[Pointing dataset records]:
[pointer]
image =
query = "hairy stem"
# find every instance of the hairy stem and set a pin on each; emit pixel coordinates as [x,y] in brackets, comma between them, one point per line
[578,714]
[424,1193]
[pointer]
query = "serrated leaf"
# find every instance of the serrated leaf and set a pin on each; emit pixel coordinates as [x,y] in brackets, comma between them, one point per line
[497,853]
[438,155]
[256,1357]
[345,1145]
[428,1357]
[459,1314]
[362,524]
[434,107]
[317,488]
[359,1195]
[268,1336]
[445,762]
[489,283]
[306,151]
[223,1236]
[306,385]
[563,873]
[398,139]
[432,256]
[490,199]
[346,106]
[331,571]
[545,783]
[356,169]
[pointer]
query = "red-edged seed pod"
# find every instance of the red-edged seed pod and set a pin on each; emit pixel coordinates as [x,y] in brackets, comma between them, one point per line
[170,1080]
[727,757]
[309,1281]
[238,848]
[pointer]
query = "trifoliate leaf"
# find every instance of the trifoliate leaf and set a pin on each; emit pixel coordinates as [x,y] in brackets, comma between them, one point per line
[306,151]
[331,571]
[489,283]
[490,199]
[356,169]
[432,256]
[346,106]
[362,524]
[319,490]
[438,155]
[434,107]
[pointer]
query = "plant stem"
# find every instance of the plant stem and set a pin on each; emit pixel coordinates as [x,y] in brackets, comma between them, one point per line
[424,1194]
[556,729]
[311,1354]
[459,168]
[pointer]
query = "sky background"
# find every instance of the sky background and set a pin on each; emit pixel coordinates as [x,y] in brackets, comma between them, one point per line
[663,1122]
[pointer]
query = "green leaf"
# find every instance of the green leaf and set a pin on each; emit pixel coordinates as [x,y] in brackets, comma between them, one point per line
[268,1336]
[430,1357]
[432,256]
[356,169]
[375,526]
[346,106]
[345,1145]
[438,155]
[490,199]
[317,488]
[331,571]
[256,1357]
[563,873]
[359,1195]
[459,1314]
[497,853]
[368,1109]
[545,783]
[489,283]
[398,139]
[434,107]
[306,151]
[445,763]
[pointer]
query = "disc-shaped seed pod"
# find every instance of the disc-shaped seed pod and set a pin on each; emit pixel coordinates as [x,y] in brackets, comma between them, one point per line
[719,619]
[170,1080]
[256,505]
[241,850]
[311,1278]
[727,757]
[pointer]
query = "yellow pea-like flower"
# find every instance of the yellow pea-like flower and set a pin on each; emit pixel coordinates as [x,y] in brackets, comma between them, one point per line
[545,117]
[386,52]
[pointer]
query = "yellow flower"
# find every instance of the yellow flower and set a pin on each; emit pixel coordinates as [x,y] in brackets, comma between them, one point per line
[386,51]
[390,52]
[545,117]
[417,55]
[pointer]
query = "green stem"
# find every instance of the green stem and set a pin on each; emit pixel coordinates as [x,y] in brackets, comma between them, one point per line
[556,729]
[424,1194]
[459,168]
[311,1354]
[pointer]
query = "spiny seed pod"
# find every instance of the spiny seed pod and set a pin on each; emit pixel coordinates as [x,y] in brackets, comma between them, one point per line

[WHAT TO PRODUCE]:
Repeat the entries shown above, every one, word for word.

[REPLY TO THE EXERCISE]:
[pointer]
image =
query = "hairy stem"
# find every instance of the hairy stem and set a pin on each; emit pixel coordinates as [x,y] in brackets, comma between them, one point per line
[578,714]
[424,1193]
[pointer]
query = "serrated leaf"
# find every instance of the serrated leaf and set a pin on each; emit pixel coordinates as [x,y] in brackets, comma between them, one point per line
[497,853]
[438,155]
[256,1357]
[345,1145]
[428,1357]
[459,1314]
[362,524]
[434,107]
[317,488]
[359,1195]
[268,1336]
[445,762]
[489,283]
[306,151]
[223,1236]
[306,385]
[563,873]
[398,139]
[432,256]
[490,199]
[346,106]
[331,571]
[545,783]
[356,169]
[pointer]
query = "red-edged seed pod"
# find every instance of the red-edged seed pod and set a pin on each; emit pixel coordinates as [x,y] in brackets, comma between them, one point per line
[170,1080]
[727,757]
[309,1281]
[238,848]
[pointer]
query = "trifoliate leaf"
# find every instance of the trifoliate leaf and set a pin on each; emit pixel coordinates as [x,y] in brackets, comma between them, one point per line
[306,151]
[331,571]
[489,283]
[490,199]
[356,169]
[432,256]
[346,106]
[362,524]
[319,490]
[438,155]
[434,107]
[pointer]
query = "plant stem"
# find every instance of the plant stem and set a pin on each; emit pixel coordinates as [x,y] in brackets, comma between them, one point per line
[424,1194]
[556,729]
[311,1354]
[459,168]
[pointer]
query = "sky background"
# find every instance of the sky background and set a pin on each; emit pixel coordinates as [x,y] in brackets, comma between them, one point per line
[663,1122]
[pointer]
query = "green leaf"
# find every instance of the green leaf and set a pin on each; emit pixel coordinates as [x,y] in brackets, comma between them, one point per line
[268,1336]
[430,1357]
[432,256]
[356,169]
[375,526]
[346,106]
[345,1145]
[438,155]
[490,199]
[317,488]
[331,571]
[256,1357]
[563,873]
[359,1195]
[459,1314]
[497,853]
[368,1109]
[545,783]
[489,283]
[398,139]
[434,107]
[306,151]
[445,763]
[pointer]
query = "disc-shaped seed pod"
# find every instance of the disc-shaped seed pod and set a pin on each; emit pixel coordinates as [x,y] in brackets, comma between them, one point per line
[719,619]
[170,1080]
[256,505]
[241,850]
[311,1278]
[727,757]
[pointer]
query = "yellow pea-like flower"
# find every instance of the yellow pea-like flower and set a pin on each; emit pixel coordinates as [x,y] in brackets, comma between them, one point per line
[545,117]
[386,52]
[pointer]
query = "yellow flower"
# find every instance of the yellow flower and set a pin on each; emit pixel coordinates as [x,y] in brackets, comma between them, one point per line
[386,51]
[390,52]
[545,117]
[417,55]
[pointer]
query = "green stem"
# find every instance of the green stem and set a pin on each; emit pixel coordinates as [x,y] in brackets, comma between them, one point per line
[556,729]
[424,1194]
[459,168]
[311,1354]
[pointer]
query = "spiny seed pod"
# find every instance of the spiny seed pod and set a pin on each; emit pixel coordinates as [x,y] in brackets, comma between them, one point per line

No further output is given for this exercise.